## [SHORT PROBLEM]
Provide an exact transcription of all the records.

## [DATA LINES]
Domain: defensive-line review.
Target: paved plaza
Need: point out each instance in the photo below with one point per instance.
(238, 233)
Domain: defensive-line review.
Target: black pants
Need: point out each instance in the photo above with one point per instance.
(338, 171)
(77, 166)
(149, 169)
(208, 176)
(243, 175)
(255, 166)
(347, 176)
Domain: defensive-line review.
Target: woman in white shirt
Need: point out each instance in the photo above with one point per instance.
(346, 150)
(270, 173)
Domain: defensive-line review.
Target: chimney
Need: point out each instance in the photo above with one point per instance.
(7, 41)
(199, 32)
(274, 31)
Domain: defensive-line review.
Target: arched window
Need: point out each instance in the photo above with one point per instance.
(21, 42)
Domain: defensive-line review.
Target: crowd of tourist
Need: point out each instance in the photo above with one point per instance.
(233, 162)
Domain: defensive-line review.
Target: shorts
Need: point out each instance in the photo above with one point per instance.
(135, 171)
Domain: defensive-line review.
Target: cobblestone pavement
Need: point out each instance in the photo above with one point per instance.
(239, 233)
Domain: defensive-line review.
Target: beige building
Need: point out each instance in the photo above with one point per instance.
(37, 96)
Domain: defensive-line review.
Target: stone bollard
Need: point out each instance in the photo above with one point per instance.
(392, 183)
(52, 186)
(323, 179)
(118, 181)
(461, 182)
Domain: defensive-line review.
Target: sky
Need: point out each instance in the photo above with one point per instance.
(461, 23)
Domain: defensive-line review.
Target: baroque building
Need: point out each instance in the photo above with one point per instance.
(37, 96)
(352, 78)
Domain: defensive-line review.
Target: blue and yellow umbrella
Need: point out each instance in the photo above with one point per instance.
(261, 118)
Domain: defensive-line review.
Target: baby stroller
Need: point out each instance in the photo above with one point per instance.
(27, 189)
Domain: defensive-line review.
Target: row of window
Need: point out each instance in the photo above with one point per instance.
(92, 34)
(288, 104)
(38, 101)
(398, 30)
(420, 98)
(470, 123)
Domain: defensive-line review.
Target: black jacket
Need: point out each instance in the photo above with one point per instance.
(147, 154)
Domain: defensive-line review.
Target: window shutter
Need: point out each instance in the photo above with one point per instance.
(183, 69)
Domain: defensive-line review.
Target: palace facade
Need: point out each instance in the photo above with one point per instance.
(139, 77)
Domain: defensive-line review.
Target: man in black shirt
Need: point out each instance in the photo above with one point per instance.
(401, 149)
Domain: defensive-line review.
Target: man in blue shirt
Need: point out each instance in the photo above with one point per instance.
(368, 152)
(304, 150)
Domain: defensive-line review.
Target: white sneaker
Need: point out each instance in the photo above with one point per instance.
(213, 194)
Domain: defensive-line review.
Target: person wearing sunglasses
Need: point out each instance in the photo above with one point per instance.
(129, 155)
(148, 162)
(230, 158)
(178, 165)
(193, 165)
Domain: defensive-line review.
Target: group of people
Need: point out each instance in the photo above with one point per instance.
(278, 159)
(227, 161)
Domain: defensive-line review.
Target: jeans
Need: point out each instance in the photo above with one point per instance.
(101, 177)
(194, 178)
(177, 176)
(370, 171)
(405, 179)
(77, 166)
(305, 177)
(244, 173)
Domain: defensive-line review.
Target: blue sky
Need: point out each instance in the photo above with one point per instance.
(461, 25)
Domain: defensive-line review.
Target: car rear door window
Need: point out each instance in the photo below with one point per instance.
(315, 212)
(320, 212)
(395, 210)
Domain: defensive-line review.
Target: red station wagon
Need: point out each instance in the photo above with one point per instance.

## [RESULT]
Domain: defensive-line review.
Target: paved plaza
Need: point out each instance in the photo below with one point per instance.
(238, 233)
Domain: defensive-line review.
Target: black pants
Need: point out each instance in the photo above with one point per instance.
(338, 171)
(77, 166)
(149, 169)
(208, 176)
(243, 175)
(255, 166)
(347, 176)
Domain: defensive-line review.
Target: woman in white shirt
Need: point out each instance in the photo above with one point per instance.
(346, 150)
(270, 173)
Domain: defensive-line review.
Target: chimney
Need: point out each instance in the photo above with one point per instance.
(7, 41)
(199, 32)
(274, 31)
Domain: defensive-line review.
Target: arched window
Need: point out each instance in the photo above with one point per instance.
(21, 42)
Domain: defensive-line review.
Target: crowd of tourist
Need: point out each instance in the photo above with one point per instance.
(233, 162)
Domain: defensive-line review.
Target: shorts
Need: point out each instance in the photo above with one point per instance.
(135, 171)
Domain: defensive-line review.
Target: cobblestone pavement
Need: point out each instance in the photo above with one point per instance.
(239, 233)
Domain: defensive-line review.
Target: beige building
Need: point out each instance in the photo above with one point per instance.
(37, 96)
Domain: defensive-line review.
Target: stone bollard
Need: point out each instance in the photo above with one point per instance.
(392, 183)
(52, 186)
(323, 179)
(118, 181)
(461, 182)
Domain: defensive-line review.
Target: sky
Need: point out each instance in the photo above with one point per instance.
(461, 23)
Domain: defensive-line review.
Target: baroque building
Need: point out each instance in the photo above with one point per instance.
(37, 96)
(352, 78)
Domain: defensive-line review.
Target: blue and yellow umbrella
Need: point out each instance in the photo above with one point per instance.
(261, 118)
Domain: defensive-line review.
Target: baby stroller
Need: point out each instance in the photo above with one point per instance.
(27, 189)
Domain: defensive-line review.
Target: row of window
Need: point out each instance in the photo above with one point per instance.
(92, 34)
(288, 104)
(38, 101)
(398, 30)
(420, 98)
(470, 123)
Domain: defensive-line review.
Target: black jacket
Need: point out each instance in the photo above with one point per instance.
(147, 154)
Domain: defensive-line review.
Target: window shutter
Need: point out each instance in the photo above with one point per instance.
(183, 69)
Domain: defensive-line review.
Target: palace facade
Need: point out each instance in the photo above with one point per instance.
(139, 77)
Domain: defensive-line review.
Target: man in black shirt
Need: point out each instance in the photo above with one point per instance.
(401, 149)
Domain: defensive-line review.
Target: man in blue shirt
Need: point out each instance in the photo above with one point per instance.
(368, 152)
(304, 150)
Domain: defensive-line review.
Target: white sneaker
Need: point out each instance in the photo above with one point per instance.
(213, 194)
Domain: defensive-line review.
Target: person wearing sunglasses
Need: point out each instance in the photo above with one point per instance.
(129, 155)
(148, 162)
(230, 158)
(178, 165)
(193, 165)
Domain: defensive-line review.
Target: group of people
Need: point out each instance in the photo above with one point per instance.
(278, 159)
(227, 161)
Domain: defensive-line review.
Target: jeans
Need: point out each instance in the photo above with one point per instance.
(101, 177)
(194, 178)
(177, 176)
(370, 171)
(405, 179)
(77, 166)
(305, 177)
(244, 173)
Domain: defensive-line review.
Target: blue sky
Need: point out each instance in the photo above with one point per instance.
(461, 25)
Domain: defensive-line review.
Target: car rear door window
Need: point out each instance in the photo below with one point per instance.
(315, 212)
(320, 212)
(395, 210)
Domain: defensive-line review.
Target: red station wagon
Need: point out each instance in the photo above with one point per instance.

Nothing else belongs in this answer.